= Directions =
Reproduce these entries with every "rough mask" changed to "coarse mask" and nothing else altered, leaving out the pictures.

= Dataset entries =
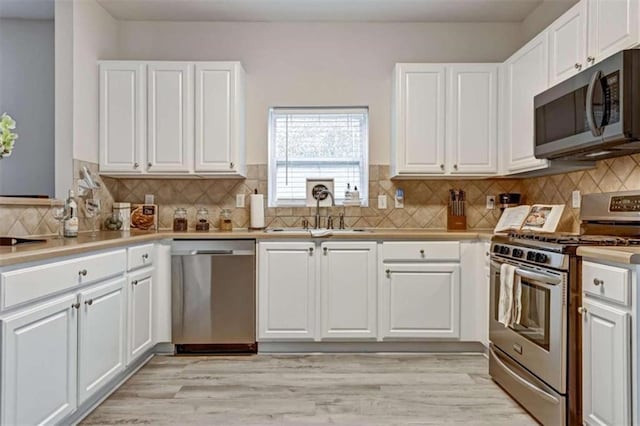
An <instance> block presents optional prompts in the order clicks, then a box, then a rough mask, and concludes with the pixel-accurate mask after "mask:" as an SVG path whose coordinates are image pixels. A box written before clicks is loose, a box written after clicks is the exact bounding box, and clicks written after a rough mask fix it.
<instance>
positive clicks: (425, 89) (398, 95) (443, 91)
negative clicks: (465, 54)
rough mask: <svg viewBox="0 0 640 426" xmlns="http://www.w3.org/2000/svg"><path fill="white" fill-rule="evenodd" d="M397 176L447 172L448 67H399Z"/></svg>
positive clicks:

= Result of the task =
An <instance> block presents optional prompts in the order clicks, then a box, then a coarse mask, and concludes with the pixel-accurate mask after "mask:" as an SVG path whose coordinates are image pixels. A box written before clicks is loose, a box written after clicks is the exact bounding box, and clicks written after a coarse mask fix it.
<instance>
positive clicks: (425, 89) (398, 95) (443, 91)
negative clicks: (465, 54)
coarse mask: <svg viewBox="0 0 640 426" xmlns="http://www.w3.org/2000/svg"><path fill="white" fill-rule="evenodd" d="M397 176L447 172L448 67H399Z"/></svg>
positive clicks:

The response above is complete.